Supplied entries:
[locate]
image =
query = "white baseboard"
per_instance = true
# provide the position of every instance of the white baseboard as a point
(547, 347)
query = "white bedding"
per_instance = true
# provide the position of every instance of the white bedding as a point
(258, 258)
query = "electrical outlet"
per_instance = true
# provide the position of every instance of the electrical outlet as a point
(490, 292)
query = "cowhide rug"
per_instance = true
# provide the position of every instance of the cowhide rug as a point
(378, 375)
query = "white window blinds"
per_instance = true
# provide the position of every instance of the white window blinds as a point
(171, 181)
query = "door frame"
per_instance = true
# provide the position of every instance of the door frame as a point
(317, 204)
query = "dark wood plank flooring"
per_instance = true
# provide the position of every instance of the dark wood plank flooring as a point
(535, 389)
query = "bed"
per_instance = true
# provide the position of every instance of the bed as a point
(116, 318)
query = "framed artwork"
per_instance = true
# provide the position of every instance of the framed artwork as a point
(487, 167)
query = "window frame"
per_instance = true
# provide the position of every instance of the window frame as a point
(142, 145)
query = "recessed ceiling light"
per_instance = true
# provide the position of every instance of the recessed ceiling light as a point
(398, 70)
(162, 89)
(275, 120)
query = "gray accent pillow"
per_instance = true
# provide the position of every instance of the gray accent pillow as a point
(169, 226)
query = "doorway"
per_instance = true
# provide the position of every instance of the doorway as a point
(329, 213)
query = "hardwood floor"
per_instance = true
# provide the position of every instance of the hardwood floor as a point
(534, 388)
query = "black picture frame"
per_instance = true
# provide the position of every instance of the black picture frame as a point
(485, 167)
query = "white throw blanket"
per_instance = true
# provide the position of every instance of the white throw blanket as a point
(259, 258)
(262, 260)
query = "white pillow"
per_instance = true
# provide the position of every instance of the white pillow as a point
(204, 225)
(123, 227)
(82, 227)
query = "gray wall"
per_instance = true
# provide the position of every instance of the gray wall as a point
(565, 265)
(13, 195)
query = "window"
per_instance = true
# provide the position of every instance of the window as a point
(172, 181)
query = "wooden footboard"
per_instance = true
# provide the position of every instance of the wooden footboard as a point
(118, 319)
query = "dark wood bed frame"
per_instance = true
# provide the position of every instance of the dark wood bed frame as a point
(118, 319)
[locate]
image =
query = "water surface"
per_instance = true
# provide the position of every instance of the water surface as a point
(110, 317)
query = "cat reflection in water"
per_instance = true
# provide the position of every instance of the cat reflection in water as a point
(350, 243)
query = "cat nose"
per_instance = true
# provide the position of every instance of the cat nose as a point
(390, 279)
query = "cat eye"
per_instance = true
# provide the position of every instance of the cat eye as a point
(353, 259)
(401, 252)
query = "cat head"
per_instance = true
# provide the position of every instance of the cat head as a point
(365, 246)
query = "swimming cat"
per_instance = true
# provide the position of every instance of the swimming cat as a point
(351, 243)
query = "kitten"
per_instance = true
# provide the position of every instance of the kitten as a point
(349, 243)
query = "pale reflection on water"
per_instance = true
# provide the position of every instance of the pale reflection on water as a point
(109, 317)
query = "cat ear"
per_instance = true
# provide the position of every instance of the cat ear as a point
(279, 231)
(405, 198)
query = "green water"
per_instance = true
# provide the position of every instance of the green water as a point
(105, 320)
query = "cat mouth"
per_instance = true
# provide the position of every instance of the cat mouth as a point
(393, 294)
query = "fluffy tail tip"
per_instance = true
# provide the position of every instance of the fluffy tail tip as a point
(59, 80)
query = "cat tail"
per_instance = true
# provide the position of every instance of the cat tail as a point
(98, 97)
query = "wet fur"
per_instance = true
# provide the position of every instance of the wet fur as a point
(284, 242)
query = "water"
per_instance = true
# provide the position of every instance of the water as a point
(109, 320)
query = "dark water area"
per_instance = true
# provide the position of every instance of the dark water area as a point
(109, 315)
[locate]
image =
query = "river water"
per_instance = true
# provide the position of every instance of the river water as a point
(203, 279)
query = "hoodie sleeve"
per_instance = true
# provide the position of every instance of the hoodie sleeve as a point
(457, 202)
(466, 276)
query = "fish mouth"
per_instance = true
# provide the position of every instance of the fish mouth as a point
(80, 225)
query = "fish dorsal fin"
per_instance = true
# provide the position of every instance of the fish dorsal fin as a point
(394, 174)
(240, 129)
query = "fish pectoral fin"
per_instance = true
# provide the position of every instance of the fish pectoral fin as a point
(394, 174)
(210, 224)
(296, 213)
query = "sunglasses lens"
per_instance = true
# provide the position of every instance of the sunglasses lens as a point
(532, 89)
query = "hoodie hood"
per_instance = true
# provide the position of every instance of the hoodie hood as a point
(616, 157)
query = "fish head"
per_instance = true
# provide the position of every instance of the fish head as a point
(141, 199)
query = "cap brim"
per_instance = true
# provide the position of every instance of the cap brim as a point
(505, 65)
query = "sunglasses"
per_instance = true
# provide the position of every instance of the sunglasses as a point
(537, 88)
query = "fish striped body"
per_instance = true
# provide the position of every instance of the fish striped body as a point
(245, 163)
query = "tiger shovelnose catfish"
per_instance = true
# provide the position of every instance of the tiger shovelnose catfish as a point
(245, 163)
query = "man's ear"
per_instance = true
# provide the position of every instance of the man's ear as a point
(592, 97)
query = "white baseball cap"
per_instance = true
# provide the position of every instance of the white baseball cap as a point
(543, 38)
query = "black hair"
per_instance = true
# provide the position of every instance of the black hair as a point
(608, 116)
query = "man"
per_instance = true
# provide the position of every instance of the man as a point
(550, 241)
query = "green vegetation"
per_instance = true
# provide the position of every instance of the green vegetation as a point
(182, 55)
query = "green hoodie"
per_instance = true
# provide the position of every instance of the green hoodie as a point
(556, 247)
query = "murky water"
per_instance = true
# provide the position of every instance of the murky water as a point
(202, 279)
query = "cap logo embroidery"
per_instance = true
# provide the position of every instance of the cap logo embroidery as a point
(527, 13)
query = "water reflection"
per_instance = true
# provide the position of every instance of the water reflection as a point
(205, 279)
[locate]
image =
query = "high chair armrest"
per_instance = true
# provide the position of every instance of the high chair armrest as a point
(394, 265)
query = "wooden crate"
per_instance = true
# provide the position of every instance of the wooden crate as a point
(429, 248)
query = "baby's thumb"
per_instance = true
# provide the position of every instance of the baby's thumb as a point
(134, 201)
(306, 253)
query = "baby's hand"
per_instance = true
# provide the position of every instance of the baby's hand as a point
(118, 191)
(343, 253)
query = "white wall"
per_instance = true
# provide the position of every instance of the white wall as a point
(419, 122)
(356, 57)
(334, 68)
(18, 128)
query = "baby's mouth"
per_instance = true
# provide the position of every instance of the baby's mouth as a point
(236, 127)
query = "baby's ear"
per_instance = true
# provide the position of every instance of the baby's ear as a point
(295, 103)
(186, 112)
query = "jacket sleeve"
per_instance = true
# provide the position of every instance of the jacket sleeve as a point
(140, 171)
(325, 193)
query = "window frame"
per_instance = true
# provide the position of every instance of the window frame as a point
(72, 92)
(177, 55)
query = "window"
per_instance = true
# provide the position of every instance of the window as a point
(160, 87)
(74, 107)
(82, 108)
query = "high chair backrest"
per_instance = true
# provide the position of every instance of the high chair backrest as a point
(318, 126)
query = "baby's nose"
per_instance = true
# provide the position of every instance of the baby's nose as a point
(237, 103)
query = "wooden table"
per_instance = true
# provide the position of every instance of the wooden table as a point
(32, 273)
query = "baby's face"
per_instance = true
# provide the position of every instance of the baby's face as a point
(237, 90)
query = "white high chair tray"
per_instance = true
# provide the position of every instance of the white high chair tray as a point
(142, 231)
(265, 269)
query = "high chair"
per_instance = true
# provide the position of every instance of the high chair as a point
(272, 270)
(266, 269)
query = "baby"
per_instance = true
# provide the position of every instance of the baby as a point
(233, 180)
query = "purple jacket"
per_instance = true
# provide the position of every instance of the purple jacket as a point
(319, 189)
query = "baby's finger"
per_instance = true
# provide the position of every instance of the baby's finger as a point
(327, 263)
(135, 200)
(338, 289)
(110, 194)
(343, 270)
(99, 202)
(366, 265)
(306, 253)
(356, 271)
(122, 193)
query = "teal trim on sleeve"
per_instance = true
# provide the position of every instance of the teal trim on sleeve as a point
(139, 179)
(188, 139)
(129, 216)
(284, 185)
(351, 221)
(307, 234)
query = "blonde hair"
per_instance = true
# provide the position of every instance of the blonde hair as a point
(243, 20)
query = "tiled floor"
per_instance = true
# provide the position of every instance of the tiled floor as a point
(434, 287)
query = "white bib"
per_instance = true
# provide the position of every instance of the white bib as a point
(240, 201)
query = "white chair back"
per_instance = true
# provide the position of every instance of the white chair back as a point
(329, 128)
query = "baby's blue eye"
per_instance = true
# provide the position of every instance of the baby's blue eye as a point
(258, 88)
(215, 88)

Objective:
Return each line of the material above that contains the string "crate", matching case exactly.

Response to the task:
query = "wooden crate"
# provide the position of every instance of the wooden crate as a point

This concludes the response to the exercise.